* **Directions**: Exact reproduction of the data is required, with images excluded.

* **The records**:
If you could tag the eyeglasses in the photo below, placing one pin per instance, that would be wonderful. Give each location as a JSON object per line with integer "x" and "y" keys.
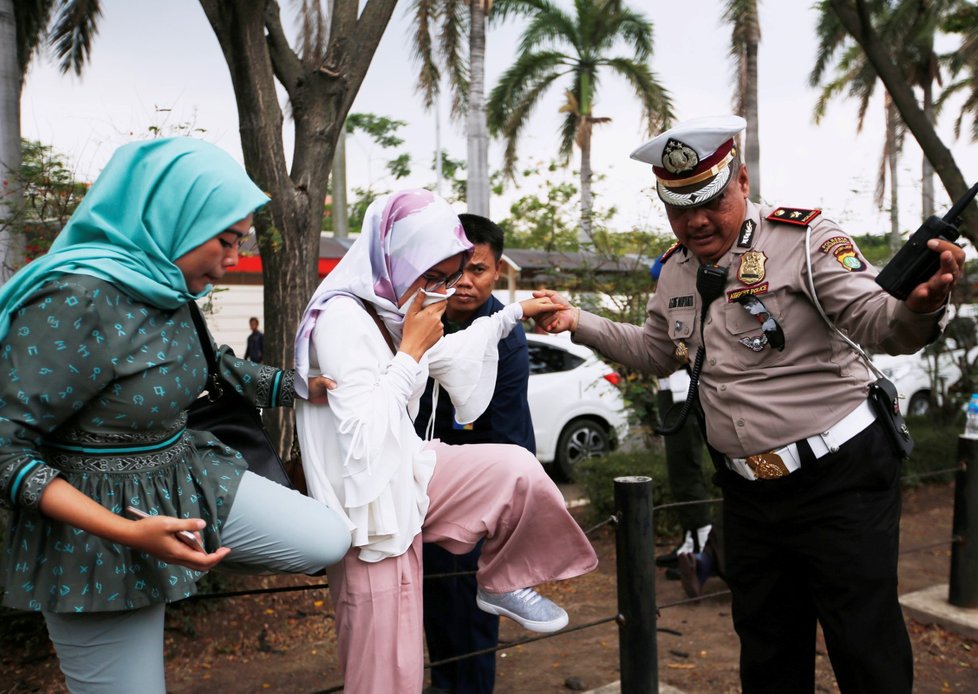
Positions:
{"x": 769, "y": 326}
{"x": 434, "y": 283}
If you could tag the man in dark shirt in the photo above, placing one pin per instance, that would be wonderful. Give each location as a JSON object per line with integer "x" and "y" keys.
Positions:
{"x": 256, "y": 342}
{"x": 452, "y": 622}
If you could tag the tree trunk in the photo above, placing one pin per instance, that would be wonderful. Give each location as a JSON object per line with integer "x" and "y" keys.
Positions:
{"x": 926, "y": 170}
{"x": 341, "y": 219}
{"x": 855, "y": 18}
{"x": 11, "y": 241}
{"x": 586, "y": 238}
{"x": 320, "y": 94}
{"x": 752, "y": 144}
{"x": 892, "y": 159}
{"x": 477, "y": 182}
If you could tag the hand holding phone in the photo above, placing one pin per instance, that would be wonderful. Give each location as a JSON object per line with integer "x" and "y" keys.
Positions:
{"x": 188, "y": 538}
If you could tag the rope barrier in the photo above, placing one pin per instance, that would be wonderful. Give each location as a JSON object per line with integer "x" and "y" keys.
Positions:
{"x": 18, "y": 614}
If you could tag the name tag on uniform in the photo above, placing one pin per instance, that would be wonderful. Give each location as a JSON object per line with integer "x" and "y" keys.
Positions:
{"x": 681, "y": 301}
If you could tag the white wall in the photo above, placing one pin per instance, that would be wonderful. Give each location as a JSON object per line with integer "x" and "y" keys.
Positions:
{"x": 232, "y": 306}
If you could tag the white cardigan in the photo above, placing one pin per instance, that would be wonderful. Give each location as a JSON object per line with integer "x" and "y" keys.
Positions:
{"x": 360, "y": 453}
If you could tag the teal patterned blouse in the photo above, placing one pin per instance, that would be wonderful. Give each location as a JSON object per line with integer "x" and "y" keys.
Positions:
{"x": 94, "y": 388}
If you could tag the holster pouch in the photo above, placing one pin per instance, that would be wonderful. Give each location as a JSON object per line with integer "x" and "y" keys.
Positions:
{"x": 883, "y": 399}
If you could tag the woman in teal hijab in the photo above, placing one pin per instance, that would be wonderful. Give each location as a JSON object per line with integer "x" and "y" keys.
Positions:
{"x": 101, "y": 360}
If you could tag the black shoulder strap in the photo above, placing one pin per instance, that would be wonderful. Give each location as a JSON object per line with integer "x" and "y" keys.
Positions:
{"x": 213, "y": 380}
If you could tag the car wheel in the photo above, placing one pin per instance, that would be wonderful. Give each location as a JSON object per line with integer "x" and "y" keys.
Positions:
{"x": 919, "y": 404}
{"x": 581, "y": 439}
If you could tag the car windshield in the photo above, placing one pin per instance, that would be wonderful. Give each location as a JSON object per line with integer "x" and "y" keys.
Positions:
{"x": 545, "y": 360}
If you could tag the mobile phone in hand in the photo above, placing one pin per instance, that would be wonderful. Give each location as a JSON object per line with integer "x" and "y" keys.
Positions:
{"x": 185, "y": 536}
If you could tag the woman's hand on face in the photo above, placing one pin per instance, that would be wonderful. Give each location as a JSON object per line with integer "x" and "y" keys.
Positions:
{"x": 422, "y": 327}
{"x": 157, "y": 536}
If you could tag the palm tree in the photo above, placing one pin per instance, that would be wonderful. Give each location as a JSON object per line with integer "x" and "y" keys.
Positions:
{"x": 865, "y": 21}
{"x": 578, "y": 47}
{"x": 962, "y": 18}
{"x": 466, "y": 78}
{"x": 744, "y": 40}
{"x": 857, "y": 78}
{"x": 23, "y": 26}
{"x": 909, "y": 25}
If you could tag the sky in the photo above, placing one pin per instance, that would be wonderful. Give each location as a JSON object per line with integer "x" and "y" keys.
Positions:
{"x": 159, "y": 64}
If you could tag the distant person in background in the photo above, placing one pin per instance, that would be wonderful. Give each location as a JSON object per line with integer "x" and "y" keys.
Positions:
{"x": 256, "y": 342}
{"x": 453, "y": 624}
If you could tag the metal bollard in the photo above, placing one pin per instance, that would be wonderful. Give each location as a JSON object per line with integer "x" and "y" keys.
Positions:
{"x": 963, "y": 584}
{"x": 635, "y": 561}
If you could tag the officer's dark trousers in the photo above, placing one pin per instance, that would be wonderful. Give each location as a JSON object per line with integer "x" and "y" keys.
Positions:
{"x": 684, "y": 463}
{"x": 454, "y": 625}
{"x": 820, "y": 544}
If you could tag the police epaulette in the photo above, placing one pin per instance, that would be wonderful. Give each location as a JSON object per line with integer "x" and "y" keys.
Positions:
{"x": 670, "y": 252}
{"x": 794, "y": 215}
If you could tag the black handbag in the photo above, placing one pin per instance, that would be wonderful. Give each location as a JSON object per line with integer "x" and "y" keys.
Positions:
{"x": 231, "y": 418}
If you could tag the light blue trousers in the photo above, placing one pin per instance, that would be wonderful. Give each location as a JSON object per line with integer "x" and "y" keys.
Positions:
{"x": 270, "y": 529}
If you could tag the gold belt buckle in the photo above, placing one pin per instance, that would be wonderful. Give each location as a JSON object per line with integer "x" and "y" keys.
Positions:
{"x": 767, "y": 466}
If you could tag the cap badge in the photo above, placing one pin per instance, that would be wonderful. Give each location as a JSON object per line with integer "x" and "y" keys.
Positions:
{"x": 751, "y": 270}
{"x": 678, "y": 157}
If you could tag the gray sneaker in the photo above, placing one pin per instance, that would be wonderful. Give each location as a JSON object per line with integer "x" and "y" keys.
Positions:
{"x": 526, "y": 607}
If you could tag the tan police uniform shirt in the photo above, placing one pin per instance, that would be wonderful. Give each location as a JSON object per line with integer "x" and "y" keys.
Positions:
{"x": 757, "y": 401}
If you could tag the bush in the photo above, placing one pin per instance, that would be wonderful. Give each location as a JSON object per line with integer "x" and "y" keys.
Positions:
{"x": 597, "y": 476}
{"x": 935, "y": 450}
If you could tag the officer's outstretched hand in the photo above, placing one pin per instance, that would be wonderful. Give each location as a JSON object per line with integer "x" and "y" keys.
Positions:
{"x": 557, "y": 321}
{"x": 933, "y": 294}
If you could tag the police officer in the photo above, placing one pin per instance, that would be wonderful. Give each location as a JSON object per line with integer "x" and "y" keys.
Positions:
{"x": 809, "y": 475}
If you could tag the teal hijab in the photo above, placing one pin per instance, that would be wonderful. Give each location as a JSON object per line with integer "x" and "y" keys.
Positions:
{"x": 153, "y": 202}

* **The output**:
If you could tag the eyeglasses in the photo below, placing one pin per instance, that would be wonderful. Give each location as a JSON object per line with integer "x" and "y" keys.
Positions:
{"x": 769, "y": 326}
{"x": 434, "y": 283}
If you could tag the man in dark shirt in the photo above, placing one pin per instance, that would be wonderful. Give each location as a JSON object per line with integer "x" and "y" keys.
Positions:
{"x": 256, "y": 342}
{"x": 452, "y": 622}
If you could tag the tree trunk in the photo above, placing one pin per instance, that would be wonderful. Give each location as a JSON object per line with integer "x" and "y" keys.
Positions:
{"x": 926, "y": 170}
{"x": 341, "y": 219}
{"x": 855, "y": 18}
{"x": 11, "y": 241}
{"x": 586, "y": 238}
{"x": 320, "y": 94}
{"x": 752, "y": 144}
{"x": 892, "y": 159}
{"x": 477, "y": 182}
If you could tag the hand holding phone in the photo above, placing one pin per instance, that would be wonderful. Give each location as a JSON object per line with integer "x" and "y" keys.
Positions:
{"x": 188, "y": 538}
If you could tag the rope barrier in the photo above, placing one pin per instance, that would be wonderful. Give each location as a JSON object per line with integer "x" and "y" keys.
Positions:
{"x": 18, "y": 614}
If you could tag the name tag on uniform in the photo above, placing one pin per instance, that would be wonderful. Give each location as a JSON object per line with integer "x" and "y" keys.
Positions:
{"x": 681, "y": 301}
If you could tag the white wall in the photo above, placing one pin per instance, that would be wonderful. Give each location as a JSON object per line with integer "x" and "y" keys.
Positions:
{"x": 232, "y": 306}
If you could tag the white cardigan in the photo above, placing one pin per instance, that would be wonderful. Give each location as a JSON object per line with integer "x" and "y" keys.
Positions:
{"x": 360, "y": 453}
If you could tag the teal patterned blouse in the photo above, placing one pin per instance, that would be wonderful. Give each location as a JSON object per line with integer "x" and "y" keys.
Positions:
{"x": 94, "y": 388}
If you could tag the holster pouch in the photo above, placing one pin per instance, that would be wonderful. Give each location as a JSON object per line with integer "x" and "y" keys.
Positions:
{"x": 883, "y": 399}
If you could tag the woman in teal hijab in the photo above, placing one pin per instance, that would be wonderful. Give each location as a JSON object per line with integer "x" and "y" keys.
Positions:
{"x": 101, "y": 360}
If you could tag the black shoulder strap in the photo above, placing one pin per instance, that would be wonderful. Give each location as a JSON object per line with integer "x" and "y" keys.
Positions:
{"x": 213, "y": 380}
If you could tag the car wheel in the photo above, placing one pin per instance, that would be wonderful. Give each location as a JSON object per line with integer "x" and "y" keys.
Positions:
{"x": 919, "y": 404}
{"x": 581, "y": 439}
If you could tag the car windshield in the photo above, placing one pin per instance, that would be wonderful. Give each location as a JSON object per line with integer "x" and "y" keys.
Positions:
{"x": 545, "y": 360}
If you could tag the mobile phone in hand in the photo above, placing one pin per instance, that would be wonderful. Give each location as a JSON object per line with integer "x" and "y" keys.
Positions:
{"x": 185, "y": 536}
If you could tag the woman's hand on face in the photo above, placing one pin per instance, that would be wonderful. Give each location as a JSON object per line with integer "x" and "y" keys.
Positions:
{"x": 422, "y": 327}
{"x": 157, "y": 536}
If you could tag the palm tree in the photo above, placing one pin per instance, that would be wonderful. Give each location as a JSON object per line with integer "x" and "y" keys.
Positions:
{"x": 865, "y": 21}
{"x": 578, "y": 47}
{"x": 962, "y": 18}
{"x": 466, "y": 78}
{"x": 744, "y": 40}
{"x": 857, "y": 78}
{"x": 23, "y": 26}
{"x": 909, "y": 25}
If you could tag the sky in the photo above, placing one pin per instance, that would be wonderful. Give each location as a JSON object per line with integer "x" and "y" keys.
Positions:
{"x": 159, "y": 64}
If you could tag the distant person in background in the photo above, placing one pin per instance, that would be wonderful. Give each location as a JSON object per line with integer "x" and "y" keys.
Positions:
{"x": 256, "y": 342}
{"x": 453, "y": 624}
If you could tag the metal bollard in the photo above, placing one pin per instance, that would be wonderful. Give each location as a JSON object per line with integer "x" and "y" keys.
Positions:
{"x": 963, "y": 584}
{"x": 635, "y": 561}
If you could tag the officer's dark trousers in the photo above, placing one pin per instance, that would be wonderful. Give each location as a JSON object per line with integer "x" and "y" keys.
Positions:
{"x": 684, "y": 463}
{"x": 454, "y": 625}
{"x": 820, "y": 544}
If you could tag the police epaulette in the photo above, placing one pin per instance, that would be wonderful. Give each location as a JSON object per line with integer "x" and "y" keys.
Positions:
{"x": 670, "y": 252}
{"x": 794, "y": 215}
If you could tag the black handbag in the photo above, placing one pin per instance, that would be wonderful. Give each location as a JSON object per line with integer "x" and "y" keys.
Positions:
{"x": 231, "y": 418}
If you could tag the light blue trousers in the photo above, placing one pin per instance, that would be wonderful. Give each location as a JSON object per line with integer "x" and "y" keys.
Positions:
{"x": 270, "y": 529}
If you could tag the gold belt buckle in the photo above, placing one pin per instance, that would be wonderful. Give each location as a JSON object per line with integer "x" and "y" keys.
Positions:
{"x": 767, "y": 466}
If you could tag the cap badge in the photo above, placing one pin per instance, that would be wonderful. Give each location as a JSON object per line with integer "x" and "y" keys.
Positions:
{"x": 751, "y": 270}
{"x": 678, "y": 157}
If you could tag the gray sneaker in the photo above, placing one pin per instance, that would be wonderful. Give each location as a JSON object per line with integer "x" and "y" keys.
Positions:
{"x": 526, "y": 607}
If you could tag the tan police uniform shirt in the photo above, placing one pin per instance, that would be wonderful. Give each location as a JSON object per line with integer "x" and "y" keys.
Positions:
{"x": 757, "y": 401}
If you could tag the bush in the photo above, placing one pin per instance, that would be wonderful. Give each location as a JSON object per line with integer "x" and "y" keys.
Positions:
{"x": 597, "y": 476}
{"x": 935, "y": 450}
If you could tag the officer's outstretched hand in the photo above, placing one pin per instance, that would be wonderful. Give each location as a JSON object per line with integer "x" and "y" keys.
Positions:
{"x": 557, "y": 321}
{"x": 933, "y": 294}
If you could tag the police officer in the photo above, placing one pin per instance, that would be wonderful. Give each location as a JSON object per line with integer "x" and "y" keys.
Positions:
{"x": 809, "y": 475}
If you could tag the teal hijab in the photo above, placing one pin per instance, that would be wonderful. Give each location as a JSON object per line with integer "x" and "y" keys.
Positions:
{"x": 153, "y": 202}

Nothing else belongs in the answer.